Он хвалил и Жоржа Нива — за естественность и простоту. Выпили две бутылки «Вдовы Клико». Пастернак говорил, что хочет написать книгу о смысле цивилизации, о расчеловечивании искусства в России и на Западе: «Нет, в этом должен же быть какой-то смысл, должен!» Он думал вложить часть этих мыслей в уста Агафонова, которому, таким образом, дано будет предвидеть судьбы искусства в будущем веке, или написать отдельную статью. Вечером они с Ивинской уехали в Переделкино: она — к себе, он — на «Большую дачу». Там он принимал впервые приехавшую к нему Ренату Швейцер, с которой так долго был в переписке. После короткого разговора с ней в кабинете он повел ее знакомиться с Ольгой. Швейцер поминутно бросалась целовать его, он притворно сердился и просил у Ивинской прощения. Возвращаясь домой и раздеваясь в прихожей, застонал: «Какое тяжелое пальто!» Но высидел после этого целый пасхальный обед, во время которого говорил зажигательные речи, много пил и был весел.

На следующий день у него появилась сильная боль в груди. Ивинская показала его знакомому врачу-невропатологу, баронессе Тизенгаузен. Та осмотрела его, восхитилась юношеской статью и своим низким контральто заявила, что ничего серьезного не находит. Пастернак приободрился.

Что требуется: Процитируйте из отрывка о Пастернаке часть, которая открывается словами «На следующий день» и завершается словами «находит. Пастернак приободрился.».

Исходные данные:
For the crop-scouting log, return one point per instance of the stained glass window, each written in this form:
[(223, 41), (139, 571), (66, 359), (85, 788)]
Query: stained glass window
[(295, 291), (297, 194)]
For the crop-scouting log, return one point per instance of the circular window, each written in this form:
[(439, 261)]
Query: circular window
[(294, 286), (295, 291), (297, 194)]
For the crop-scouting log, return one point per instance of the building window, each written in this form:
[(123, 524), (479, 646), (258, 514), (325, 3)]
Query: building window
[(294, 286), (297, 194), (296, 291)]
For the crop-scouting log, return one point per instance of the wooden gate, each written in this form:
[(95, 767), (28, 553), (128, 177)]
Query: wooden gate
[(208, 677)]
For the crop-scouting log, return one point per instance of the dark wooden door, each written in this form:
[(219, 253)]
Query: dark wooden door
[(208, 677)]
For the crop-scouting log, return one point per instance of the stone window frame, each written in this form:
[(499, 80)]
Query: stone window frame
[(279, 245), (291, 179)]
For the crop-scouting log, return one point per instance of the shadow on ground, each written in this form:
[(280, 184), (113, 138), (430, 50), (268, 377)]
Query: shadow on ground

Поле ответа:
На следующий день у него появилась сильная боль в груди. Ивинская показала его знакомому врачу-невропатологу, баронессе Тизенгаузен. Та осмотрела его, восхитилась юношеской статью и своим низким контральто заявила, что ничего серьезного не находит. Пастернак приободрился.